*Problem*:
Please output the entries that follow exactly, without a single image.

*Records for processing*:
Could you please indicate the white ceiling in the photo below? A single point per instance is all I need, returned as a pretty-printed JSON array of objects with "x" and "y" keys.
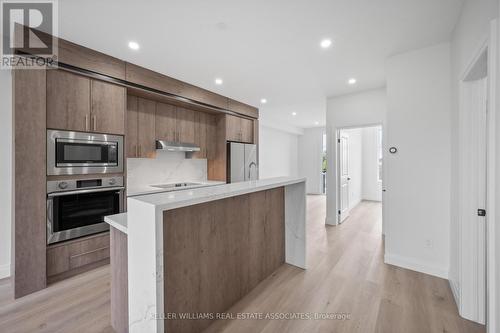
[{"x": 263, "y": 48}]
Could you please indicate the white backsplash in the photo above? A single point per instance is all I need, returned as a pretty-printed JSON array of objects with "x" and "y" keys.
[{"x": 167, "y": 167}]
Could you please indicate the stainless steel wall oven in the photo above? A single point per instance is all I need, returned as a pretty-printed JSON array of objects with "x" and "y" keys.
[{"x": 77, "y": 207}]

*Exercise response*:
Could you please indicate the white ceiling in the photo below? A single point per instance is all I need, returned as a pretty-printed JSON array of objects with "x" and "y" keys.
[{"x": 263, "y": 48}]
Could you please indicate the white backsplash in the photo above? A single point per instance is all I need, returned as a pretty-printed JSON array of objects with "x" and "y" keys.
[{"x": 167, "y": 167}]
Could you please indicate the stainless steel wall oven in the photo above? A single point per instance is all I need, returned as a pretty-printed JSON array of objects with "x" and "y" keys.
[{"x": 77, "y": 207}]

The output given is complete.